Dataset entries:

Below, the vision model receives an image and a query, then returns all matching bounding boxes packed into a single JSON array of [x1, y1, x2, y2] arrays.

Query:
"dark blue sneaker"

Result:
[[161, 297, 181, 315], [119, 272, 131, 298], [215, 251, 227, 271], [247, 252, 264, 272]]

Task instructions » Word for word, repeat the records above.

Answer section »
Below, the vision model receives an image and a query, then returns all matching bounding boxes packed into a single JSON array of [x1, y1, x2, y2] arrays.

Query:
"dark blue sneaker"

Result:
[[161, 297, 181, 315], [119, 272, 131, 298], [215, 251, 227, 271], [247, 252, 264, 272]]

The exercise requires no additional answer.